» **Task set**
1 – In the article on NHS England's planning guidance, by what date should at least 60% of practices be transmitting prescriptions electronically to pharmacies?
2 – Retype the portion of the article on NHS England's planning guidance that opens with the words containing "To support the roll-out of the e-Referrals" and closes with "requirement in October.".

» **Page excerpt**
=== Section Start ===

NHS England has urged clinical commissioning groups to start working on the ‘roadmaps’ that will lead to integrated digital care records by 2018.

In its annual planning guidance, the commissioning board says that although the plans will not be due for publication until April 2016 “work can usefully start immediately.”

It also sets out the contractual levers that can be applied to make immediate use of the national systems first developed by the National Programme for IT, and to get some of the building blocks of integrated, local records in place.

To support the roll-out of the e-Referrals service that will replace Choose and Book, the guidance says providers will be expected to “publish all relevant services and appointment slots as part of the standard contract obligation.”

And to support the roll-out of the much-delayed Electronic Prescription Service, it says “at least 60%” of practices should be transmitting scripts electronically to pharmacies by March 2016, as “a precursor to creating a fully electronic ‘click and collect’ or ‘click and deliver’ service for prescriptions’.”

The guidance, which is often described as the NHS ‘to do list’ for the coming year, also says “structured discharge summaries should be available to health professionals electronically, everywhere, as required”, with this becoming a legally binding requirement in October.

And it says the NHS Number “will be used as the primary identifier in all settings when sharing information”, with clinical commissioning groups able to “withhold funding from providers unless these conditions are met.”

Overall, the first planning guidance to be published by the new chief executive of NHS England, Simon Stevens, is focused on getting the health service through its immediate financial problems, and on preparing it for bigger changes ahead.

It picks up on the themes of Steven’s ‘Five Year Forward View’ for the health service, which argued that a new focus on public health and more efficient models of service delivery will be needed to close the £30 billion gap between demand and funding that could open up by 2020-21.

=== Section End ===

» **Data listing**
=== Section Start ===

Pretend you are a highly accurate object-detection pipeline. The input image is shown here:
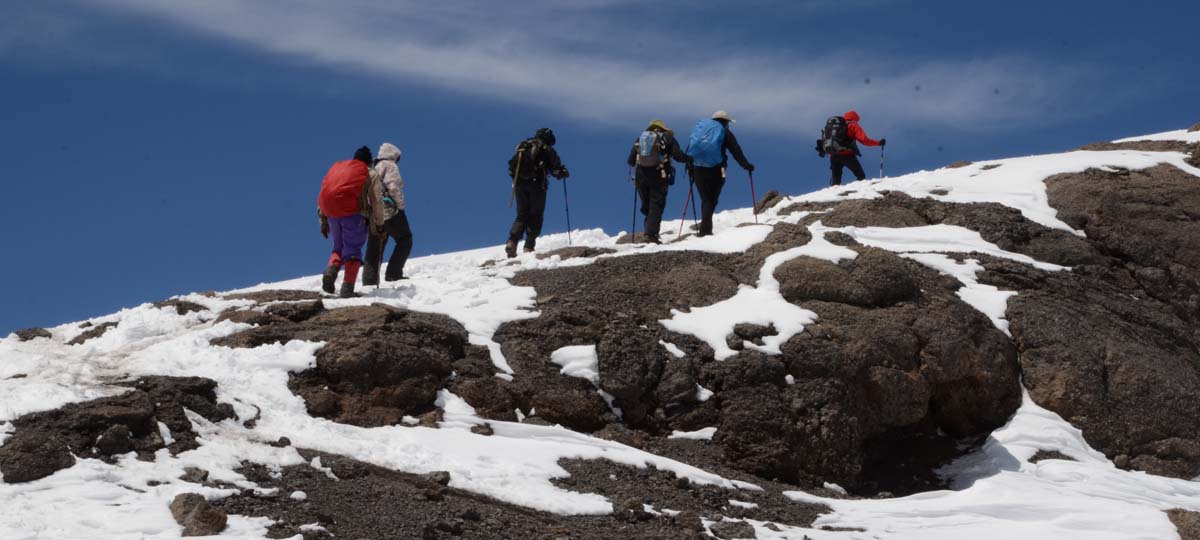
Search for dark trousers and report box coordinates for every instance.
[694,167,725,235]
[362,210,413,284]
[829,154,866,186]
[509,179,550,248]
[636,167,667,238]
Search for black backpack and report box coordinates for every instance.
[637,130,668,167]
[821,116,854,154]
[509,138,544,178]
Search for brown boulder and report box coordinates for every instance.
[0,377,234,484]
[170,493,229,536]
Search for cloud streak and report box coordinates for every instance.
[56,0,1092,132]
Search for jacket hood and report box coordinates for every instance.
[646,120,674,134]
[354,146,371,167]
[376,143,400,161]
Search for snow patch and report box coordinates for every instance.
[667,427,716,440]
[550,346,600,386]
[659,222,858,360]
[158,422,175,446]
[1114,130,1200,143]
[776,392,1200,540]
[787,148,1200,232]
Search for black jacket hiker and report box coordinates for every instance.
[504,127,570,257]
[628,120,691,244]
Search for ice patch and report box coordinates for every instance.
[900,253,1016,337]
[1114,130,1200,143]
[550,346,600,386]
[659,222,858,360]
[158,422,175,446]
[824,482,846,494]
[830,224,1067,271]
[787,148,1200,232]
[667,427,716,440]
[785,392,1200,540]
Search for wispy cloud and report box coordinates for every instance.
[32,0,1092,131]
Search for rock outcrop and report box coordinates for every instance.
[0,377,234,484]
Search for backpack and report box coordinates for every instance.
[637,131,667,167]
[688,120,725,167]
[317,160,370,217]
[821,116,854,154]
[509,138,542,178]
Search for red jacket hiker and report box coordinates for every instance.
[317,160,370,217]
[838,110,880,156]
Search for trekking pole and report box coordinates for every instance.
[563,178,571,246]
[684,176,700,227]
[629,166,637,244]
[376,233,388,288]
[748,173,758,224]
[676,173,696,238]
[509,153,524,208]
[880,144,887,178]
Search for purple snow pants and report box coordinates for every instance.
[329,215,367,263]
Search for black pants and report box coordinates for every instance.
[829,154,866,186]
[694,167,725,235]
[362,210,413,284]
[637,167,667,239]
[509,179,550,250]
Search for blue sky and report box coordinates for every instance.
[0,0,1200,332]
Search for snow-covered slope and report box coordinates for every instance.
[0,132,1200,540]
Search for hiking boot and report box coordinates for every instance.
[320,264,342,294]
[362,265,379,287]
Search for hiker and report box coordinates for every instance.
[629,120,691,244]
[317,146,373,298]
[362,143,413,286]
[504,127,570,258]
[688,110,754,236]
[817,110,888,186]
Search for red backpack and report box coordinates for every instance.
[317,160,368,217]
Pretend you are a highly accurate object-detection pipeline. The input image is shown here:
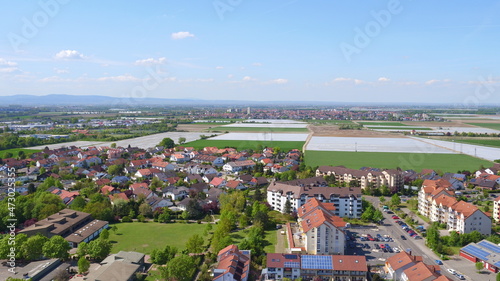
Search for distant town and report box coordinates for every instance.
[0,107,500,281]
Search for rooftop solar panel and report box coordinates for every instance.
[477,240,500,253]
[301,255,333,270]
[462,245,490,261]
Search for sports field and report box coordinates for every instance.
[305,150,493,173]
[184,139,305,151]
[109,222,206,254]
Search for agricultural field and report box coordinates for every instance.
[208,124,308,133]
[467,123,500,131]
[357,122,408,126]
[210,132,307,142]
[365,125,432,131]
[109,222,207,254]
[185,139,305,151]
[306,136,455,153]
[305,150,493,172]
[0,148,41,158]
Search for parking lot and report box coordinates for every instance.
[346,226,405,265]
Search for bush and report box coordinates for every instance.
[122,216,132,222]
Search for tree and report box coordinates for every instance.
[78,257,90,273]
[160,255,196,281]
[21,234,49,260]
[139,202,153,218]
[391,194,401,206]
[99,229,109,240]
[283,198,292,214]
[151,245,178,265]
[186,234,205,254]
[88,238,112,260]
[42,235,71,260]
[159,138,175,148]
[476,261,484,272]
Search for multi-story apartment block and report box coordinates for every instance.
[316,166,404,190]
[298,198,346,255]
[261,253,368,281]
[267,178,362,218]
[418,180,491,235]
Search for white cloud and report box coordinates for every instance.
[333,77,366,85]
[97,74,142,82]
[269,78,288,84]
[135,57,167,66]
[170,31,194,40]
[55,50,85,60]
[243,76,256,81]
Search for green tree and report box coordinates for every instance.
[88,238,112,260]
[99,229,109,240]
[391,194,401,206]
[160,255,196,281]
[159,138,175,148]
[21,234,49,260]
[78,257,90,273]
[42,235,71,260]
[476,261,484,272]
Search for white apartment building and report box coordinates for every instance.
[267,182,362,218]
[298,198,346,255]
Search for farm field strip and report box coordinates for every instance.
[306,137,456,154]
[222,123,307,128]
[305,150,492,173]
[209,133,308,141]
[410,137,500,161]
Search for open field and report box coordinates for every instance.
[109,222,206,254]
[467,122,500,131]
[306,136,455,153]
[185,139,305,151]
[365,126,432,131]
[0,148,41,158]
[208,124,308,133]
[26,132,211,149]
[210,132,307,142]
[357,122,408,126]
[305,150,493,173]
[223,123,307,129]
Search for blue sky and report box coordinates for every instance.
[0,0,500,105]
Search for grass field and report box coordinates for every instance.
[0,148,41,158]
[365,125,432,131]
[305,150,493,173]
[467,123,500,131]
[109,222,205,254]
[184,140,305,151]
[208,127,308,133]
[357,122,408,126]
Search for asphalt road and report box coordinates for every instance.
[364,196,490,281]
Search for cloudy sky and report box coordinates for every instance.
[0,0,500,103]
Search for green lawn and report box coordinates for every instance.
[467,123,500,130]
[207,127,309,133]
[365,125,432,131]
[109,222,205,254]
[305,150,493,172]
[0,148,41,158]
[184,140,305,151]
[358,122,408,126]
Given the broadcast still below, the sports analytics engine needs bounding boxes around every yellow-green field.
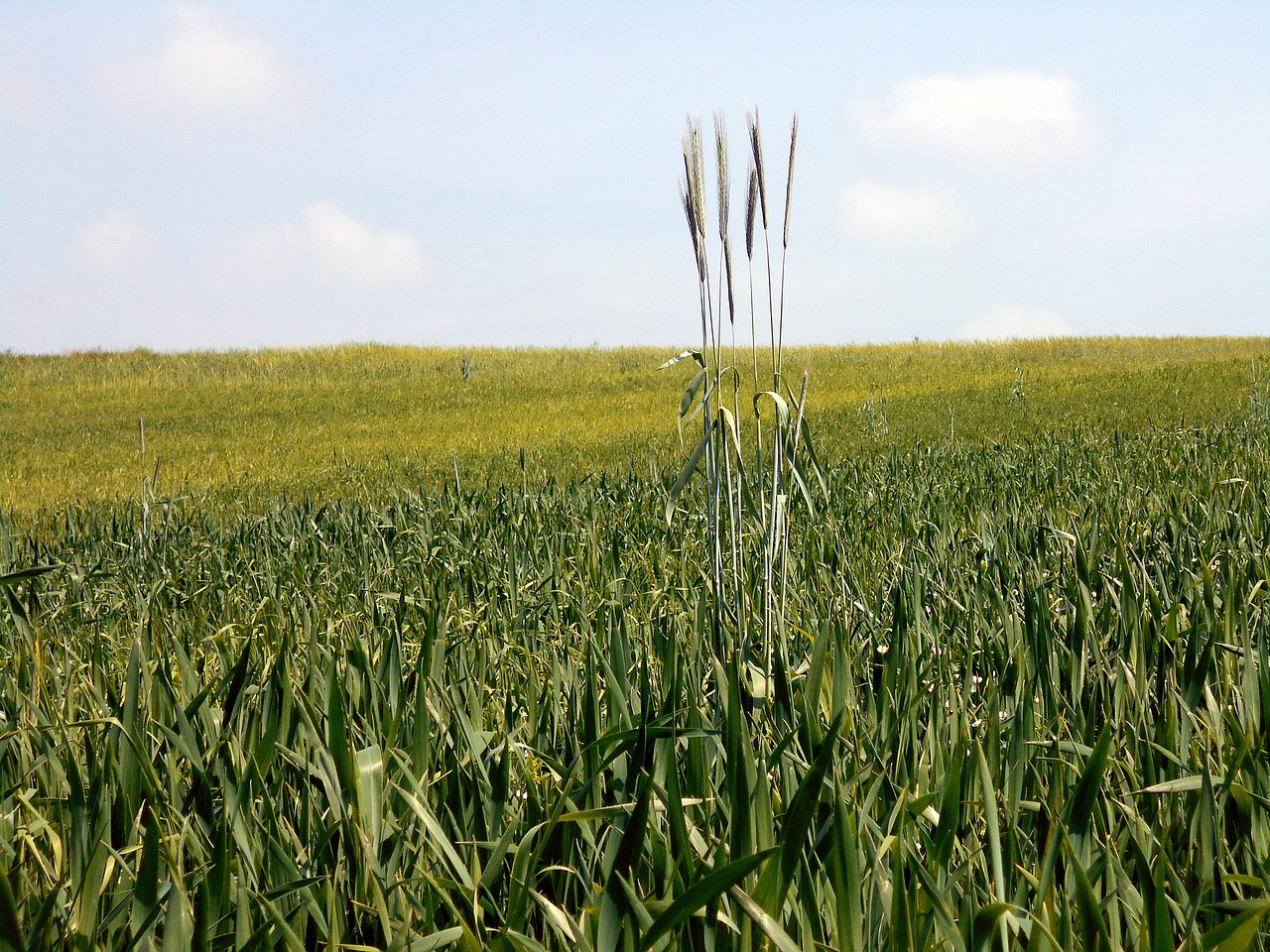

=== Section End ===

» **Answers by item number**
1 – By March 2016.

2 –
To support the roll-out of the e-Referrals service that will replace Choose and Book, the guidance says providers will be expected to “publish all relevant services and appointment slots as part of the standard contract obligation.”

And to support the roll-out of the much-delayed Electronic Prescription Service, it says “at least 60%” of practices should be transmitting scripts electronically to pharmacies by March 2016, as “a precursor to creating a fully electronic ‘click and collect’ or ‘click and deliver’ service for prescriptions’.”

The guidance, which is often described as the NHS ‘to do list’ for the coming year, also says “structured discharge summaries should be available to health professionals electronically, everywhere, as required”, with this becoming a legally binding requirement in October.